- Born: Marfuah Makarim 1923 Batavia, Dutch East Indies
- Died: 10 December 2015 (aged 91–92) North Region, Singapore
- Citizenship: Indonesia Singapore
- Occupations: Singer; actress;
- Years active: 1941–1979

= Momo Latiff =

Malaysian singer

Marfuah Makarim (1923 – 10 December 2015), better known by the stage name Momo Latiff, was an Indonesian-born Singaporean singer and actress who was active in the 1950s and 1960s. Her successful songs included "Pantai Chinta Berahi" ("PCB" beach, now Pantai Cahaya Bulan) to the music of pianist Dodo Mallinger. Originally a dancer, she was contracted as singer by Shaw Brothers for films such as Putus Harapan (1955) and Pendekar Bujang Lapok (1959).

————————

▶ **YOUR GOAL**
According to the Momo Latiff profile, which company contracted her as a singer for films?

Records
————————

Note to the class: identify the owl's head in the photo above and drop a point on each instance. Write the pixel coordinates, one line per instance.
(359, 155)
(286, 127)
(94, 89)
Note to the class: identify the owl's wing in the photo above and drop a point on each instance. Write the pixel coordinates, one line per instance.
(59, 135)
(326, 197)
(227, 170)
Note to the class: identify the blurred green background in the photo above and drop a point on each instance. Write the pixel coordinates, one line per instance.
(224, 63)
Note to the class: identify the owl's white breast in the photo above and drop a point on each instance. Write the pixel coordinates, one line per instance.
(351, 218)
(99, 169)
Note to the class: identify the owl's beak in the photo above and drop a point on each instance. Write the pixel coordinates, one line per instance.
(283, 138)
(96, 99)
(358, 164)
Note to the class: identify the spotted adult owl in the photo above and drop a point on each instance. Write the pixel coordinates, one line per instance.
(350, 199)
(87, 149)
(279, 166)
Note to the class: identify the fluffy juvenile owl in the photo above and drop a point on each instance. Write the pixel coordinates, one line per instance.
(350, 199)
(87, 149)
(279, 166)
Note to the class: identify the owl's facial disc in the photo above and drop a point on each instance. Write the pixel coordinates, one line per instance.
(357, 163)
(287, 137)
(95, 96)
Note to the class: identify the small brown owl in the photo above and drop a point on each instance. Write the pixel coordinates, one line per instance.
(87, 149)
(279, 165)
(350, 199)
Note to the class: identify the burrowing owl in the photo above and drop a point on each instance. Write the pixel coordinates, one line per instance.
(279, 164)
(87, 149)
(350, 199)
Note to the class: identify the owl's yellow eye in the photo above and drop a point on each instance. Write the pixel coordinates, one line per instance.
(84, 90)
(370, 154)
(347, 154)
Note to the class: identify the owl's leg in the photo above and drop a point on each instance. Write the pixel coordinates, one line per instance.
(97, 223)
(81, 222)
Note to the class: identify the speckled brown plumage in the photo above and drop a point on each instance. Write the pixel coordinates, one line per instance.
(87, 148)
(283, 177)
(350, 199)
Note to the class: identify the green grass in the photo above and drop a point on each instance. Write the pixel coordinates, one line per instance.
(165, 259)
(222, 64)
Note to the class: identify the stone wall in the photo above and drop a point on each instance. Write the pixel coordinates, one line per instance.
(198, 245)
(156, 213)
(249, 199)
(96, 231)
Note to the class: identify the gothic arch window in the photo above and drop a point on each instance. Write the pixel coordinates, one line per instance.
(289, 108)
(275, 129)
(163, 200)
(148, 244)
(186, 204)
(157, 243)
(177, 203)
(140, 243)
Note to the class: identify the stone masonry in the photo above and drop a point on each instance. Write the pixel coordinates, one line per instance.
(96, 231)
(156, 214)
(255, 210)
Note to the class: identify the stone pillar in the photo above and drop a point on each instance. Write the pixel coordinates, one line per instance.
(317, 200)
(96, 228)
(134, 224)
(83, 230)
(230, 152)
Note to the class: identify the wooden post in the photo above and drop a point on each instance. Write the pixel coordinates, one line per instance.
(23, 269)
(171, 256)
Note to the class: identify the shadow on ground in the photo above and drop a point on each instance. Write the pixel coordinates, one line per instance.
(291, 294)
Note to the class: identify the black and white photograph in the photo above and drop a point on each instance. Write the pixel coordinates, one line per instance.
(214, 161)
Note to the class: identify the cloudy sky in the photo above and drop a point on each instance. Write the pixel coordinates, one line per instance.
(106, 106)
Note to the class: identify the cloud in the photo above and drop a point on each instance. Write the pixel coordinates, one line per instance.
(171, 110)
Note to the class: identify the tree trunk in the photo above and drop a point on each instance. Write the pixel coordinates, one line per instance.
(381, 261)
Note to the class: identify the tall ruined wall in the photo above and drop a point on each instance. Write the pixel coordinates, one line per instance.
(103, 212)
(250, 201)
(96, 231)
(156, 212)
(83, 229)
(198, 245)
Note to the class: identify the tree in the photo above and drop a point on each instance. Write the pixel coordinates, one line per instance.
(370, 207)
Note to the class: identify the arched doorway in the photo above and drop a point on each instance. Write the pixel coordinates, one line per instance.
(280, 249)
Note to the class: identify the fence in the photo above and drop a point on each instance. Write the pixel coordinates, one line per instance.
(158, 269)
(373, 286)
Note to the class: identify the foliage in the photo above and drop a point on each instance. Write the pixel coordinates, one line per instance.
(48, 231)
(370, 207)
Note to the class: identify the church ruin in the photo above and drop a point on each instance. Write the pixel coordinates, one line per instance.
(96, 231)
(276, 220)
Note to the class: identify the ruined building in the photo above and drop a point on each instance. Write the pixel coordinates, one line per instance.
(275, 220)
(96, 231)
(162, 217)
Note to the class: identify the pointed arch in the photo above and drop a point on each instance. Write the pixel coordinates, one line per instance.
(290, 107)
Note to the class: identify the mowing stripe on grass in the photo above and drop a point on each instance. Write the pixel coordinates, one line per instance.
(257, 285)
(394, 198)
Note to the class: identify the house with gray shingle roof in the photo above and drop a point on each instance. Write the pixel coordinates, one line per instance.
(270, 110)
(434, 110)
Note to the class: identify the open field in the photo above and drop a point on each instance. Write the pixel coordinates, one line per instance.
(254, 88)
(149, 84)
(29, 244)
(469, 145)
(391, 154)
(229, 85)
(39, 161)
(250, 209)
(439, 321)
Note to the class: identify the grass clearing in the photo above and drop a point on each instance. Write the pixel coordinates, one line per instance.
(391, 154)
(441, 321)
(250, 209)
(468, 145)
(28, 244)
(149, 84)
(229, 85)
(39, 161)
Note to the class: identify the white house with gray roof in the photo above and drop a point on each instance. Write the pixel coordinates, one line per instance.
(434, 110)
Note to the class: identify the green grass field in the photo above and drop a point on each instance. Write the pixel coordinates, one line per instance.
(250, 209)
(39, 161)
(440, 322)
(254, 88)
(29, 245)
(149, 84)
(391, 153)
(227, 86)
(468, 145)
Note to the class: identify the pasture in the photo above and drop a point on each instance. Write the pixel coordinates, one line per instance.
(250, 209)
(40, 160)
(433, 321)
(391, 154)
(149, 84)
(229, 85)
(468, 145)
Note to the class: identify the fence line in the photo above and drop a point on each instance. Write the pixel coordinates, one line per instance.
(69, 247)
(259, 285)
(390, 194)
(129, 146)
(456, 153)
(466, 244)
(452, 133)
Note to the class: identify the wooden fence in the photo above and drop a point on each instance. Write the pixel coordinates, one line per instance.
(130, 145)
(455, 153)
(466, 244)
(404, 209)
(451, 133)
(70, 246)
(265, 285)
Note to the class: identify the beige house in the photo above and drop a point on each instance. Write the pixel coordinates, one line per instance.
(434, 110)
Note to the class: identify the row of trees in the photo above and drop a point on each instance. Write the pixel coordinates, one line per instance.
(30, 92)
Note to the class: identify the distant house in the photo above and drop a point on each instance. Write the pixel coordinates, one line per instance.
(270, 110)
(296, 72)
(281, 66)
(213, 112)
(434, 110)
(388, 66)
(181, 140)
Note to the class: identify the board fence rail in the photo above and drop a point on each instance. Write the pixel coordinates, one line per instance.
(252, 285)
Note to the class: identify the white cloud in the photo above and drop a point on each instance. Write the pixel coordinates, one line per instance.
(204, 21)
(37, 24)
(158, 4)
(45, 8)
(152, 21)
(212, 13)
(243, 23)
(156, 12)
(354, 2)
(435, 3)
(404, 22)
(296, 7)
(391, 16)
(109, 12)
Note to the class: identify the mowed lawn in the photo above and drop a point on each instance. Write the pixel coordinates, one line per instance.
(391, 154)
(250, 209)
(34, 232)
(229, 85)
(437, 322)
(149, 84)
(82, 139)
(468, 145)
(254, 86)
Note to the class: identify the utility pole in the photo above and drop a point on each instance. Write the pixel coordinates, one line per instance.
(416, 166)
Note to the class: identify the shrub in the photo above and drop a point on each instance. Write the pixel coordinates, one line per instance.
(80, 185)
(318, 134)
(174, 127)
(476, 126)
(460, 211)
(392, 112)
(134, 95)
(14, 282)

————————

▶ **RESPONSE TO THIS EXERCISE**
Shaw Brothers